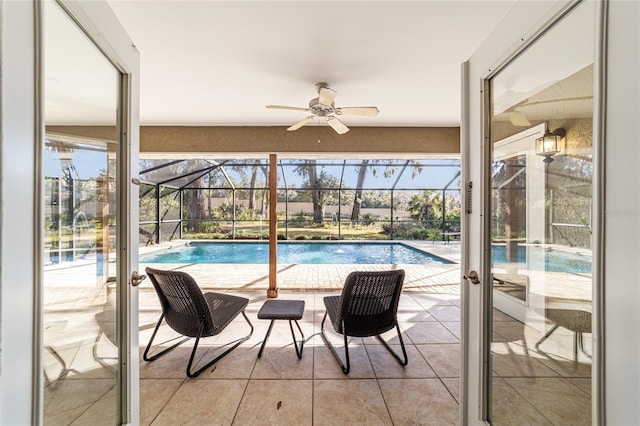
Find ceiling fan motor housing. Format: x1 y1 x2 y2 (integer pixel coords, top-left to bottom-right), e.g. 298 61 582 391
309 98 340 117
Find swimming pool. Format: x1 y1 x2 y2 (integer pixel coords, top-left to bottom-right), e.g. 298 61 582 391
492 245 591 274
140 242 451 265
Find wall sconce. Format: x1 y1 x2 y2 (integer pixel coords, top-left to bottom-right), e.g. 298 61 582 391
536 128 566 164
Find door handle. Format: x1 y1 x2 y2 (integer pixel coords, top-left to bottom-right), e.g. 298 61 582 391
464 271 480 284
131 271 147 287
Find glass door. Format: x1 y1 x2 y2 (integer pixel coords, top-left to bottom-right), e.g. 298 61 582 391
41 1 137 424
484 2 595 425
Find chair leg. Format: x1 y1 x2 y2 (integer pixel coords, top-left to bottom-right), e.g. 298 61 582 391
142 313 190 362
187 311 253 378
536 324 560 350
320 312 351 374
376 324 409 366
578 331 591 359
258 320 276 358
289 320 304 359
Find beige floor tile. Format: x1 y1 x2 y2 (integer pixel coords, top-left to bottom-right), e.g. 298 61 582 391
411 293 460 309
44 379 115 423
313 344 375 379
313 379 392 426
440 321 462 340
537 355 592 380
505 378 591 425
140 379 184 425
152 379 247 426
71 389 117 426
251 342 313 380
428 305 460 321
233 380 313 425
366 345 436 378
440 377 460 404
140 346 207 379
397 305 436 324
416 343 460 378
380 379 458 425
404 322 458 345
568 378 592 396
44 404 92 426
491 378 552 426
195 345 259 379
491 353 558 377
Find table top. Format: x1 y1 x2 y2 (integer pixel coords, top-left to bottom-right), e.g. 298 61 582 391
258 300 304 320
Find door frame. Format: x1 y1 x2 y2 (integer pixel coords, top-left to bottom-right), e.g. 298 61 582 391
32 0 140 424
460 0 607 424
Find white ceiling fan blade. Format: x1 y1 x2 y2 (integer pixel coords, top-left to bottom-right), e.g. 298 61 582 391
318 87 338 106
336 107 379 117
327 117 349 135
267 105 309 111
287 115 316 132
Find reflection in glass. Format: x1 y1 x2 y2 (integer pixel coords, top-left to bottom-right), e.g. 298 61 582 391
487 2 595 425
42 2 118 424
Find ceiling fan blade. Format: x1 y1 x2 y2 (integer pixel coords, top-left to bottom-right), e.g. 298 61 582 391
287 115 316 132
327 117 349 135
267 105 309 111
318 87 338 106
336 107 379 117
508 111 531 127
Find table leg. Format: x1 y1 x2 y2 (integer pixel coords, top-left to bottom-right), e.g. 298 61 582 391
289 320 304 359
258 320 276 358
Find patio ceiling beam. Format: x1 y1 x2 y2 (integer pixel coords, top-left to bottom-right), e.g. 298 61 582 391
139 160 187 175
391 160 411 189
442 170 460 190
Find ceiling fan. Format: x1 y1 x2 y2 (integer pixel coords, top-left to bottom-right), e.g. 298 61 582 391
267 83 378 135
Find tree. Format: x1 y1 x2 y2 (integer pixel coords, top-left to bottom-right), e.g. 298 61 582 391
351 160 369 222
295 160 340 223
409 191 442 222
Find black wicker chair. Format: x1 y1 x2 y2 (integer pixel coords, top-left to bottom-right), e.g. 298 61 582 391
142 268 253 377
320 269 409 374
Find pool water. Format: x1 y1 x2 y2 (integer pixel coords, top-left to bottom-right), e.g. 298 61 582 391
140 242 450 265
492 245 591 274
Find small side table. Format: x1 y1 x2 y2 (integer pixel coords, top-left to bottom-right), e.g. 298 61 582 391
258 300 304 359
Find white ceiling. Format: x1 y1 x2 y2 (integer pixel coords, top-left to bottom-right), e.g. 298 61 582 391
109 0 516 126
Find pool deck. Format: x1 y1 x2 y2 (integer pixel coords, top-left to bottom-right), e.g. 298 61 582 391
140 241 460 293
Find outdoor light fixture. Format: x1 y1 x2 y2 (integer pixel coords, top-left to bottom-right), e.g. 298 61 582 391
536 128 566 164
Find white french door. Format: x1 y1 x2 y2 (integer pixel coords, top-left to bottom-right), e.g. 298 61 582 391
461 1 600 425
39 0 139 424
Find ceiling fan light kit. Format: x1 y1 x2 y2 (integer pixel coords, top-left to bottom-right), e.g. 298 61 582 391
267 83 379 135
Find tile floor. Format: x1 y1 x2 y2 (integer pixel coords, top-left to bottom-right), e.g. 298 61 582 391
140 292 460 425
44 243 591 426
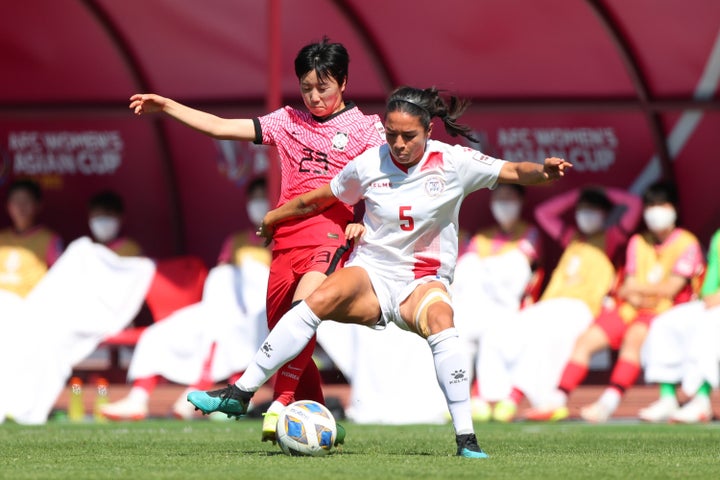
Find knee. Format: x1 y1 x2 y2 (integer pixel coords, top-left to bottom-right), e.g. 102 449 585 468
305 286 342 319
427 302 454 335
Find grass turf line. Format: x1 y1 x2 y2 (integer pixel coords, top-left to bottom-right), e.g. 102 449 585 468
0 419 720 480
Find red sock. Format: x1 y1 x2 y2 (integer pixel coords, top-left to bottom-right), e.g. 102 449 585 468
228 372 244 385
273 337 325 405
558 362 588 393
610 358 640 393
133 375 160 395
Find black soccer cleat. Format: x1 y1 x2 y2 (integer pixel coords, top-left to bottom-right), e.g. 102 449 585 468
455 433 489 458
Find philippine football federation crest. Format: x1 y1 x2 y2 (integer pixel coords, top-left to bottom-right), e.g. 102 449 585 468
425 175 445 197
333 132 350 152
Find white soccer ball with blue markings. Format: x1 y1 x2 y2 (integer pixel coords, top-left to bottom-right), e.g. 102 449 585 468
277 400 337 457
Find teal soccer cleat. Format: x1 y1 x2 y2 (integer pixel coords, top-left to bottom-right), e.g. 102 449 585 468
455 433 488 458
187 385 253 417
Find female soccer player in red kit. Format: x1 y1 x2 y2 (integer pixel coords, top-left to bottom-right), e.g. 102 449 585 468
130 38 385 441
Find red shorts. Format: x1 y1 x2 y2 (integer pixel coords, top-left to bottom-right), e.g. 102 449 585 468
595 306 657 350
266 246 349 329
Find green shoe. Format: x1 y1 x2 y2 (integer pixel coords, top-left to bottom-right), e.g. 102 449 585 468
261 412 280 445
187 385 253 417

==========

▶ REQUEST
Return every line of the data above as a JSON list of strings, one string per line, with blank lines skipped and the pictures left out.

▶ THE RESPONSE
[
  "Find ceiling fan motor housing. Format: x1 y1 x2 y2 (integer pixel coords, top-left to bottom-right), e.g. 298 61 582 391",
  "309 98 340 117",
  "Find swimming pool. Format: x1 y1 x2 y2 (integer pixel coords, top-left to bottom-right), e.g. 298 61 582 391",
  "492 245 591 274",
  "140 242 451 265",
  "Find wall sconce. Format: x1 y1 x2 y2 (integer pixel coords, top-left to bottom-right), e.g. 298 61 582 391",
  "536 128 566 164",
  "Find door handle. Format: x1 y1 x2 y2 (integer pixel coords, top-left to bottom-right), e.g. 298 61 582 391",
  "464 271 480 284",
  "131 271 147 287",
  "Find glass door. Format: x1 y1 x2 y2 (integer pixel coords, top-left to bottom-right), e.g. 298 61 582 391",
  "41 1 137 424",
  "484 2 595 425",
  "Find chair leg. Format: x1 y1 x2 y2 (integer pixel coords, top-left to bottom-right), e.g. 298 61 582 391",
  "142 313 190 362",
  "187 311 253 378",
  "536 324 560 350",
  "320 312 351 374",
  "376 324 409 366",
  "578 331 591 359",
  "258 320 276 358",
  "289 320 304 359",
  "Find beige floor tile. Format: x1 y1 x2 y2 (integer pixel coords, top-left to bottom-right), e.g. 298 61 582 391",
  "411 293 460 309",
  "44 379 115 423",
  "313 344 375 379",
  "313 379 392 426",
  "440 321 462 340",
  "537 355 592 380",
  "505 378 591 425",
  "140 379 184 425",
  "152 379 247 426",
  "71 389 117 426",
  "251 342 313 380",
  "428 305 460 321",
  "233 380 313 425",
  "366 345 436 378",
  "440 377 460 404",
  "140 346 207 379",
  "397 305 436 324",
  "416 343 460 378",
  "380 379 458 425",
  "404 322 458 345",
  "568 378 592 396",
  "44 404 92 426",
  "491 378 552 426",
  "195 345 259 379",
  "491 353 558 377",
  "Find table top. Format: x1 y1 x2 y2 (integer pixel coords, top-left to bottom-right), e.g. 298 61 582 391",
  "258 300 304 320",
  "Find door frame. Format: x1 y1 x2 y2 (integer pixel coords, top-left to bottom-right), e.g. 298 61 582 391",
  "32 0 140 424",
  "460 0 607 424",
  "Find white ceiling fan blade. Format: x1 y1 x2 y2 (integer pixel coords, top-left to bottom-right), e.g. 298 61 582 391",
  "318 87 338 106",
  "336 107 379 117",
  "327 117 349 135",
  "267 105 309 111",
  "287 115 316 132",
  "Find reflection in glass. Format: x1 y1 x2 y2 (integer pixel coords, top-left to bottom-right), e.g. 298 61 582 391",
  "487 2 595 425",
  "42 2 118 424",
  "Find ceiling fan blade. Format: x1 y1 x2 y2 (integer pixel coords, top-left to bottom-right), e.g. 298 61 582 391",
  "287 115 316 132",
  "327 117 349 135",
  "267 105 309 111",
  "318 87 338 106",
  "336 107 379 117",
  "508 111 531 127",
  "Find table leg. Format: x1 y1 x2 y2 (integer pixel coords, top-left to bottom-right), e.g. 298 61 582 391",
  "289 320 304 359",
  "258 320 276 358",
  "Find patio ceiling beam. Format: x1 y1 x2 y2 (integer pixel coords, top-left to bottom-right), e.g. 298 61 582 391",
  "139 160 187 175",
  "391 160 411 189",
  "442 170 460 190",
  "Find ceiling fan. Format: x1 y1 x2 y2 (integer pixel coords, top-left to bottom-right), e.g. 298 61 582 391",
  "267 83 378 135",
  "Find tree. Format: x1 y1 x2 y2 (integer pixel coords, top-left to bottom-right), e.g. 298 61 582 391",
  "351 160 369 222",
  "295 160 340 223",
  "409 191 442 222",
  "Find black wicker chair. Format: x1 y1 x2 y2 (integer pixel coords, top-left to bottom-right), e.g. 298 61 582 391",
  "142 268 253 377",
  "320 269 409 374",
  "Find pool water. Format: x1 y1 x2 y2 (integer pixel coords, top-left to bottom-right), e.g. 298 61 582 391",
  "140 242 450 265",
  "492 245 591 274",
  "Find small side table. Format: x1 y1 x2 y2 (integer pixel coords, top-left to bottom-right), e.g. 298 61 582 391",
  "258 300 304 359",
  "Find white ceiling. Format: x1 y1 x2 y2 (integer pixel coords, top-left to bottom-right), e.g. 298 61 582 391",
  "109 0 516 126",
  "Find pool deck. Format: x1 y1 x2 y2 (integer pixel coords, top-left to bottom-right), e.g. 298 61 582 391",
  "140 241 460 293",
  "Find outdoor light fixture. Format: x1 y1 x2 y2 (integer pixel coords, top-left to bottom-right), e.g. 298 61 582 391",
  "536 128 566 164",
  "Find white french door. Format: x1 y1 x2 y2 (integer pixel coords, top-left to bottom-right), e.g. 298 61 582 391",
  "461 1 600 425",
  "39 0 139 424",
  "Find ceiling fan light kit. Format: x1 y1 x2 y2 (integer pixel coords, top-left to bottom-right), e.g. 298 61 582 391",
  "267 83 379 135",
  "Find tile floor. Format: x1 y1 x2 y2 (integer pixel coords, top-left to bottom-right), e.g. 298 61 582 391",
  "140 292 460 425",
  "44 243 591 426",
  "Find knee. Format: x1 y1 x2 y2 (integer pixel coords, top-left to bottom-right), e.g. 102 449 585 468",
  "305 286 342 319",
  "427 302 454 335",
  "Find grass turf line. Format: x1 y1 x2 y2 (integer pixel coords, top-left to bottom-right), e.g. 102 449 585 468",
  "0 419 720 480",
  "Find red sock. Format: x1 y1 x2 y2 (integer pixel coords, top-left to bottom-right), e.g. 102 449 585 468",
  "228 372 244 385",
  "273 337 325 405",
  "558 362 588 393",
  "610 358 640 393",
  "133 375 160 395",
  "Find black soccer cleat. Format: x1 y1 x2 y2 (integer pixel coords, top-left to bottom-right), e.g. 102 449 585 468",
  "455 433 489 458",
  "Find philippine football federation crest. Format: x1 y1 x2 y2 (integer pixel coords, top-left to bottom-right), e.g. 102 449 585 468",
  "425 175 445 197",
  "333 132 350 152",
  "Find white soccer ball with blue markings. Format: x1 y1 x2 y2 (integer pixel coords, top-left to bottom-right), e.g. 102 449 585 468",
  "277 400 337 457",
  "Find teal soccer cleat. Format: x1 y1 x2 y2 (integer pixel coords, top-left to bottom-right), e.g. 102 449 585 468",
  "455 433 488 458",
  "187 385 253 417",
  "Find female soccer player in red kit. Format: x1 y1 x2 y2 (integer pixel coords, top-left to bottom-right), e.g. 102 449 585 468",
  "130 38 385 441",
  "Find red shorts. Format: x1 y1 x2 y2 (integer pixel coords, top-left to bottom-right), e.g. 102 449 585 468",
  "595 306 657 350",
  "266 246 349 329",
  "Find green shoe. Format: x1 y1 x2 y2 (integer pixel coords, top-left to bottom-right), e.g. 102 449 585 468",
  "261 412 280 445",
  "187 385 253 417"
]